-------- MATERIAL FOR THIS EXERCISE --------

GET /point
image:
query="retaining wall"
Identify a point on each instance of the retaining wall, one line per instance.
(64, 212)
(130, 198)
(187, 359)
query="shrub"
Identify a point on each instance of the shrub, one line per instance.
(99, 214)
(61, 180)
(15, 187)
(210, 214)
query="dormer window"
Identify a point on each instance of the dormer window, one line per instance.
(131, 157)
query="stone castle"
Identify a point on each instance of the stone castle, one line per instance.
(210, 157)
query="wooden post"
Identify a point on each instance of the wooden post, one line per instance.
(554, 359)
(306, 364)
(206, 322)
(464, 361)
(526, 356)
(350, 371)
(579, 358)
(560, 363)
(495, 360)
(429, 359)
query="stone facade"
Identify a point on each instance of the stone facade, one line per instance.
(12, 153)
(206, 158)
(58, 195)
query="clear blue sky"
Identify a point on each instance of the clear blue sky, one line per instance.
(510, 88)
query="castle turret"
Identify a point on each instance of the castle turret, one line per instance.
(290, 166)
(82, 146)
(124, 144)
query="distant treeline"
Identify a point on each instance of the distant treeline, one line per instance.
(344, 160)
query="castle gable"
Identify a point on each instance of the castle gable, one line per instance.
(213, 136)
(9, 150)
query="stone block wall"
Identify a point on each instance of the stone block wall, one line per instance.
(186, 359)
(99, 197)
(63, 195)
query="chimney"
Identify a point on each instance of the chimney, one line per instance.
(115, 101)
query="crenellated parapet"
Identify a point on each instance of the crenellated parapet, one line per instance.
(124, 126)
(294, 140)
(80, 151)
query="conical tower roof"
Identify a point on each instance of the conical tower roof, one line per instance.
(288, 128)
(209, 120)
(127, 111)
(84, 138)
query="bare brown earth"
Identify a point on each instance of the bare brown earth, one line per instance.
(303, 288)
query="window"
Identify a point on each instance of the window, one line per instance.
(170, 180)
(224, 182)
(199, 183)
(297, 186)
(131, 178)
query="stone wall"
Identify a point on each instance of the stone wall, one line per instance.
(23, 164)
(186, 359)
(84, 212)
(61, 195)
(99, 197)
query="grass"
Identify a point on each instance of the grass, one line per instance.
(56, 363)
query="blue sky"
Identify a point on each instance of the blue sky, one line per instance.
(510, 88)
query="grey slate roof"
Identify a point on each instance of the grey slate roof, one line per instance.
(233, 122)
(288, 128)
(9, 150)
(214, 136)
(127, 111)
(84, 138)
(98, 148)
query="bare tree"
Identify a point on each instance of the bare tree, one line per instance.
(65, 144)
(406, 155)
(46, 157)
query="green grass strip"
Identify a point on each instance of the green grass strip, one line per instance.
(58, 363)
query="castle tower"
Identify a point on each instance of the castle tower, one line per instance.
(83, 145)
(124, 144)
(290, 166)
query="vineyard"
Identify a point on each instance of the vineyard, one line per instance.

--------

■ GOAL: Reproduce the material verbatim, line by line.

■ WORKED ANSWER:
GET /point
image:
query="retaining wall"
Identify a point on each instance of the retaining wall, one line per instance.
(64, 212)
(130, 198)
(187, 359)
query="shrub"
Identify a point on each instance of the shrub, one line per instance.
(99, 214)
(61, 180)
(15, 187)
(210, 214)
query="dormer window"
Identify a point on each instance of the dormer window, one line per instance.
(131, 157)
query="stone castle"
Identify a point on each instance of the stone castle, one line per instance.
(210, 157)
query="wooden post"
Identify a point on each instance of the wooden post, one line per instance.
(554, 359)
(306, 364)
(206, 322)
(464, 361)
(526, 356)
(350, 371)
(579, 358)
(560, 363)
(495, 360)
(429, 359)
query="stone facade"
Identify a point on each instance of the stone facade, one line per instance.
(12, 153)
(206, 158)
(58, 195)
query="clear blue sky"
Identify a point on each instance of the clear blue sky, one line per instance.
(510, 88)
query="castle turret"
Identify a point on each instance of the castle turret, one line per instance.
(290, 166)
(82, 146)
(124, 144)
query="distant treeline"
Identify a point on each instance of the distant treeline, one line per instance.
(344, 160)
query="castle gable"
Identify a point on each instance of the castle gable, one line per instance.
(213, 136)
(9, 150)
query="stone block wall"
Identify a point on each instance of the stone block wall, one line per instance.
(186, 359)
(99, 197)
(63, 195)
query="chimney"
Identify a point on each instance of the chimney, one line per instance.
(115, 101)
query="crenellated parapet"
Identify a point on each instance of the crenellated parapet, one line per instance.
(124, 126)
(294, 140)
(80, 151)
query="conical tower roof"
Identify a point on each instance of the conical tower roof, one line per instance.
(288, 128)
(209, 120)
(127, 111)
(84, 138)
query="bare brown earth"
Identify a point on each instance of the bare brown earth, one line per instance.
(303, 288)
query="window"
Identify a point on each instance of the window, one line per instance.
(170, 180)
(224, 182)
(199, 183)
(297, 186)
(131, 178)
query="stone wall"
Identify a point on each instance of the stone wall, one line per instance.
(23, 164)
(186, 359)
(84, 212)
(61, 195)
(99, 197)
query="grass"
Identify a point on each instance of the grass, one line per instance.
(56, 363)
query="blue sky"
Identify a point on each instance of the blue sky, one line per instance.
(510, 88)
query="grey slate roof"
Identify a point on each instance of the grey slate roof, one line per instance.
(233, 122)
(288, 128)
(9, 150)
(214, 136)
(127, 111)
(84, 138)
(98, 148)
query="bare tree"
Identify a point on each instance of the bare tree, one line per instance.
(65, 144)
(406, 155)
(46, 157)
query="green grass strip"
Identify a point on each instance of the green grass strip, one line per instance.
(58, 363)
query="castle tower"
Identify a point on each instance of the castle tower, one line per instance.
(83, 145)
(124, 144)
(290, 166)
query="vineyard"
Identify a point on each instance of the vineyard, one line per instance.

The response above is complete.